##### PROVIDED RECORDS #####

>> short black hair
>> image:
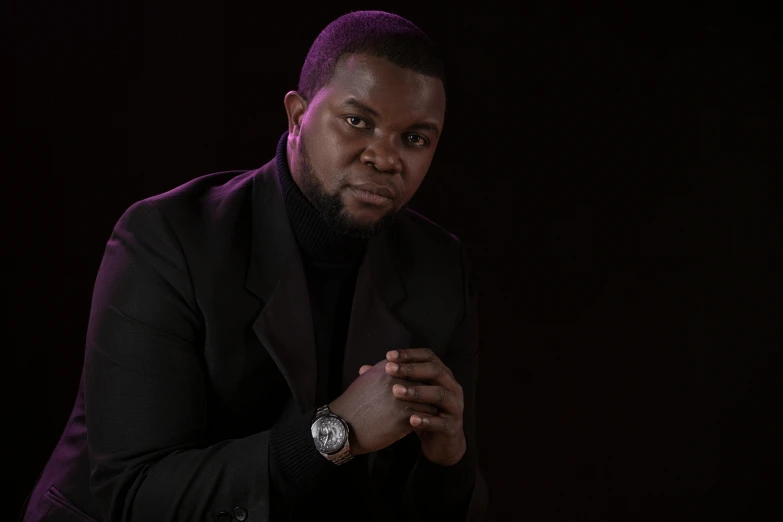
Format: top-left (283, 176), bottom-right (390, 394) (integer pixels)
top-left (298, 10), bottom-right (446, 103)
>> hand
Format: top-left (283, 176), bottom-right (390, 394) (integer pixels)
top-left (360, 348), bottom-right (467, 466)
top-left (329, 360), bottom-right (439, 456)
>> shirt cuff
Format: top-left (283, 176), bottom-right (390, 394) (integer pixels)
top-left (268, 407), bottom-right (337, 500)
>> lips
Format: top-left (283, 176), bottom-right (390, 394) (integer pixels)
top-left (351, 182), bottom-right (395, 200)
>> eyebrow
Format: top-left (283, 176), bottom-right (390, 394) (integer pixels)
top-left (341, 98), bottom-right (380, 118)
top-left (340, 97), bottom-right (440, 139)
top-left (407, 122), bottom-right (440, 139)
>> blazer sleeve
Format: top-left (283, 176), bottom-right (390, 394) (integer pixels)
top-left (84, 199), bottom-right (271, 521)
top-left (401, 239), bottom-right (490, 522)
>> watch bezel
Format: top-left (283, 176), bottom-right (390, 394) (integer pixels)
top-left (311, 414), bottom-right (348, 455)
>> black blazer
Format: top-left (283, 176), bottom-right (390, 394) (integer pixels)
top-left (21, 157), bottom-right (488, 522)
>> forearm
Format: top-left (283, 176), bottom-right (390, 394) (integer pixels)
top-left (89, 389), bottom-right (338, 522)
top-left (99, 433), bottom-right (271, 521)
top-left (85, 337), bottom-right (277, 521)
top-left (403, 438), bottom-right (479, 521)
top-left (401, 240), bottom-right (485, 520)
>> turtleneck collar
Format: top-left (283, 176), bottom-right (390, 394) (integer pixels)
top-left (276, 132), bottom-right (368, 265)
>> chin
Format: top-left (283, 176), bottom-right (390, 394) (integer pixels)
top-left (348, 207), bottom-right (392, 223)
top-left (336, 208), bottom-right (395, 238)
top-left (343, 213), bottom-right (382, 230)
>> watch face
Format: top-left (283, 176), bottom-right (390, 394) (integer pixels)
top-left (311, 416), bottom-right (346, 454)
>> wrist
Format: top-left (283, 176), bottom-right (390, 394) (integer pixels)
top-left (422, 435), bottom-right (467, 466)
top-left (328, 401), bottom-right (368, 456)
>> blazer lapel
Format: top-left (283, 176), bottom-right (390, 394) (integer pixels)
top-left (252, 248), bottom-right (318, 414)
top-left (244, 160), bottom-right (316, 414)
top-left (245, 159), bottom-right (412, 414)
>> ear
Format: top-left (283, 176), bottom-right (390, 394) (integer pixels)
top-left (283, 91), bottom-right (307, 147)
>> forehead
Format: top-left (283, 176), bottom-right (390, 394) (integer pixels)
top-left (319, 53), bottom-right (446, 121)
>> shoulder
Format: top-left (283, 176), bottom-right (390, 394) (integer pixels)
top-left (389, 207), bottom-right (467, 267)
top-left (116, 161), bottom-right (273, 233)
top-left (388, 206), bottom-right (470, 304)
top-left (387, 209), bottom-right (476, 356)
top-left (144, 168), bottom-right (257, 210)
top-left (394, 207), bottom-right (464, 249)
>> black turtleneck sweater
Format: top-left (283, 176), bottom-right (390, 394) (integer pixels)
top-left (268, 133), bottom-right (477, 520)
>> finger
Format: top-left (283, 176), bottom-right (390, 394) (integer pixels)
top-left (402, 402), bottom-right (439, 417)
top-left (386, 348), bottom-right (437, 363)
top-left (408, 412), bottom-right (462, 437)
top-left (385, 360), bottom-right (458, 394)
top-left (359, 365), bottom-right (373, 375)
top-left (392, 384), bottom-right (463, 415)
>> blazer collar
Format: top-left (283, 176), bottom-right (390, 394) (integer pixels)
top-left (245, 158), bottom-right (410, 413)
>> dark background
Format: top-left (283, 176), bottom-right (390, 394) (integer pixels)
top-left (7, 1), bottom-right (781, 520)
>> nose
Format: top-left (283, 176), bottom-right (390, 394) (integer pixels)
top-left (360, 136), bottom-right (402, 174)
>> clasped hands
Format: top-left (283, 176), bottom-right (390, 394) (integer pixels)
top-left (359, 348), bottom-right (467, 466)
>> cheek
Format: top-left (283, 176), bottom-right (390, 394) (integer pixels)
top-left (306, 122), bottom-right (361, 183)
top-left (401, 155), bottom-right (435, 195)
top-left (302, 136), bottom-right (340, 185)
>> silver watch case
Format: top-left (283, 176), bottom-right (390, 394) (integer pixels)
top-left (311, 405), bottom-right (354, 465)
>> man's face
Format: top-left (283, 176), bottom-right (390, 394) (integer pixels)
top-left (285, 53), bottom-right (446, 238)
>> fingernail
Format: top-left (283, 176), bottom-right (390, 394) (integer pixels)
top-left (411, 416), bottom-right (422, 426)
top-left (387, 351), bottom-right (398, 360)
top-left (394, 385), bottom-right (406, 394)
top-left (387, 362), bottom-right (399, 373)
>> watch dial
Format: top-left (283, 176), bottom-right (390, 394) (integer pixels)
top-left (312, 416), bottom-right (346, 453)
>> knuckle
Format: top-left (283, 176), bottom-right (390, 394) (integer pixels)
top-left (437, 386), bottom-right (446, 404)
top-left (442, 419), bottom-right (452, 434)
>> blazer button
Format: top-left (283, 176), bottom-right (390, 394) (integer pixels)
top-left (216, 511), bottom-right (234, 522)
top-left (233, 506), bottom-right (248, 521)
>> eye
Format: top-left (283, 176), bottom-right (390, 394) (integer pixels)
top-left (345, 116), bottom-right (369, 129)
top-left (405, 134), bottom-right (428, 147)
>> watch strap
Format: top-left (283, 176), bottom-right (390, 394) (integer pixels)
top-left (314, 404), bottom-right (332, 420)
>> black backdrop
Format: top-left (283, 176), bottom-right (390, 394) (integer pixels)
top-left (7, 1), bottom-right (781, 520)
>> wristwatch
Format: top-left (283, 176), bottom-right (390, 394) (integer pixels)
top-left (311, 404), bottom-right (354, 465)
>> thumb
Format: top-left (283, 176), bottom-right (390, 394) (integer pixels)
top-left (359, 365), bottom-right (373, 375)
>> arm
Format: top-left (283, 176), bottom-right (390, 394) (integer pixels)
top-left (400, 242), bottom-right (489, 521)
top-left (84, 200), bottom-right (336, 521)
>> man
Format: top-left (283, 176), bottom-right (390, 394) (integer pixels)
top-left (20, 10), bottom-right (487, 522)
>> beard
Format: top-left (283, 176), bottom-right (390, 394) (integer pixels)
top-left (295, 139), bottom-right (397, 239)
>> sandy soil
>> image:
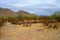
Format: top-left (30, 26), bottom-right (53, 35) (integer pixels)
top-left (0, 22), bottom-right (60, 40)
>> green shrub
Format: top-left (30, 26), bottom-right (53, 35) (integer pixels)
top-left (8, 16), bottom-right (18, 24)
top-left (0, 16), bottom-right (7, 27)
top-left (50, 11), bottom-right (60, 22)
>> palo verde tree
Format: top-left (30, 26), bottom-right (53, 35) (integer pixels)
top-left (50, 11), bottom-right (60, 22)
top-left (0, 15), bottom-right (8, 27)
top-left (30, 14), bottom-right (40, 20)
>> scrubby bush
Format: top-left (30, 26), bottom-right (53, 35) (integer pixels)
top-left (8, 14), bottom-right (24, 24)
top-left (16, 14), bottom-right (24, 21)
top-left (0, 15), bottom-right (8, 27)
top-left (8, 16), bottom-right (18, 24)
top-left (50, 11), bottom-right (60, 22)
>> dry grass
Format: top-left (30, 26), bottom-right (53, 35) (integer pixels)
top-left (0, 22), bottom-right (60, 40)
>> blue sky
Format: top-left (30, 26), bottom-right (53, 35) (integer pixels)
top-left (0, 0), bottom-right (60, 15)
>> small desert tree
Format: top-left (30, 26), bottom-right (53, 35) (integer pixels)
top-left (50, 11), bottom-right (60, 22)
top-left (0, 15), bottom-right (8, 27)
top-left (8, 16), bottom-right (18, 24)
top-left (16, 14), bottom-right (24, 21)
top-left (30, 14), bottom-right (39, 20)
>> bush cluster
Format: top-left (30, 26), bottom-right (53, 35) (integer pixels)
top-left (0, 16), bottom-right (8, 27)
top-left (50, 11), bottom-right (60, 22)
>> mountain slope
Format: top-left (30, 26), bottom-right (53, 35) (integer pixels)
top-left (0, 8), bottom-right (16, 16)
top-left (0, 8), bottom-right (34, 16)
top-left (16, 10), bottom-right (32, 16)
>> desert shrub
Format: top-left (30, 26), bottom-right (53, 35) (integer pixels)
top-left (30, 14), bottom-right (38, 20)
top-left (8, 15), bottom-right (24, 24)
top-left (46, 23), bottom-right (58, 29)
top-left (50, 11), bottom-right (60, 22)
top-left (0, 16), bottom-right (8, 27)
top-left (16, 14), bottom-right (24, 21)
top-left (8, 16), bottom-right (18, 24)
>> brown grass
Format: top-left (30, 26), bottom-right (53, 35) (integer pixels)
top-left (0, 22), bottom-right (60, 40)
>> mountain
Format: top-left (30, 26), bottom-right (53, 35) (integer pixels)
top-left (0, 8), bottom-right (33, 16)
top-left (0, 8), bottom-right (16, 16)
top-left (16, 10), bottom-right (32, 16)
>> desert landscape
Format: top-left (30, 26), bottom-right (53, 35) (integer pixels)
top-left (0, 7), bottom-right (60, 40)
top-left (0, 22), bottom-right (60, 40)
top-left (0, 0), bottom-right (60, 40)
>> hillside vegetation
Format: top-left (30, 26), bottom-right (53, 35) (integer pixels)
top-left (0, 8), bottom-right (60, 29)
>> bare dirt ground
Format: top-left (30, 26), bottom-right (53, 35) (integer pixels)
top-left (0, 22), bottom-right (60, 40)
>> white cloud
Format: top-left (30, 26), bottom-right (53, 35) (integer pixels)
top-left (9, 0), bottom-right (58, 8)
top-left (0, 0), bottom-right (60, 8)
top-left (11, 4), bottom-right (27, 7)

#####

■ BRIEF
Copy each line above containing the string "black".

■ WRITTEN ANSWER
>> short black hair
>> black blazer
>> black turtleneck sweater
>> black backdrop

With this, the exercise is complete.